● Task requirements:
Among the records below, one line contains "Where can the framed"; copy that line and all that follow it, exactly as written.

§

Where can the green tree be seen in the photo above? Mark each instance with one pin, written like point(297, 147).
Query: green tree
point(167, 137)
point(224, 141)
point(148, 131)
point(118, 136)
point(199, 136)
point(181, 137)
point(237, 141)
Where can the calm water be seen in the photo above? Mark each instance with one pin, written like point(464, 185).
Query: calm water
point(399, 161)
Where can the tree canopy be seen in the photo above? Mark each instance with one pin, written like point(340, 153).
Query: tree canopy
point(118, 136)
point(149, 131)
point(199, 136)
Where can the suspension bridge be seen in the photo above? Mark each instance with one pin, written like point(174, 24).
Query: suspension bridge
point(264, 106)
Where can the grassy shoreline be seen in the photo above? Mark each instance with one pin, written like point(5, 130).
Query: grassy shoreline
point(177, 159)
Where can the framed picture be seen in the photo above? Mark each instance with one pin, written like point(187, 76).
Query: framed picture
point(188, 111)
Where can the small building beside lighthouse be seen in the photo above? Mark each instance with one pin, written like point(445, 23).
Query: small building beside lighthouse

§

● Task response:
Where can the framed picture be seen in the photo above? Mark each instance with one pin, written like point(187, 76).
Query: framed picture
point(188, 111)
Where can the small building beside lighthouse be seen in the photo above? Mark each instance with one pin, written like point(445, 23).
Query: small building beside lighthouse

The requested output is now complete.